Epstein had been engaged in the practice of coordinating such donations for years. In September 2019, The Crimson found that Epstein facilitated the leading donation that funded the construction of Harvard Hillel’s building in the 1990s.

Epstein’s Visiting Fellow Status

Separate from its financial findings, the report also contained an account of reviewers’ investigation into Epstein’s status as a Visiting Fellow in the Psychology Department during the 2005-2006 academic year.

The Graduate School of Arts and Sciences typically selects people with Ph.D.s or “comparable professional experience” to be Visiting Fellows, according to the report. The Fellows are not degree candidates, and they do not take courses for academic credit; instead, they audit classes while focusing on independent research.

The review found that the financier — who did not have an undergraduate degree — lacked the academic qualifications typically possessed by Visiting Fellows. But Epstein’s application included a letter of recommendation from Stephen Kosslyn, the chair of the Psychology Department at the time.

“Jeffrey's high level of intellectual acumen and breadth of knowledge is all the more remarkable given his background: He never finished his undergraduate education, and is largely self-taught,” Kosslyn wrote in the letter, according to the report. “Jeffrey has been a spectacular success in business, and it is clear why: He's not just intelligent and well-informed, he's creative, deep, extraordinarily analytic, and capable of working extremely hard.”

Kosslyn did not respond to a request for comment Friday.

The review found that Epstein did not engage with Harvard undergraduates during his time as a Visiting Fellow, though. He reapplied in February 2006 to be a Fellow for the 2006-2007 academic year, and the University readmitted him, per the report. After his September 2006 arrest, the University asked Epstein to withdraw as a Visiting Fellow, which he did.

Following his 2008 conviction, Epstein was required to register as a Level III sex offender in Florida and New York.

Yet after being released in 2009, Epstein repeatedly visited the Program for Evolutionary Dynamics’s Cambridge offices at One Brattle Square.

Documents the investigators reviewed did not show precisely how many times Epstein visited the offices, according to the report; namely, they lacked records to identify any visits he may have made between 2003 and 2009.

Given exercise -> In the excerpt on Epstein and Harvard, who wrote the letter of recommendation in Epstein's Visiting Fellow application? You don't need the rows that come next.

Data lines ->
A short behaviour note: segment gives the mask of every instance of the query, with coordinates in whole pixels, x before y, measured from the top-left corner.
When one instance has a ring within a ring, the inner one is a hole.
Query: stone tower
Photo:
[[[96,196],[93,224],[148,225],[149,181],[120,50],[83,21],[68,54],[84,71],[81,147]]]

Response for this exercise -> Stephen Kosslyn, who was then chair of the Psychology Department.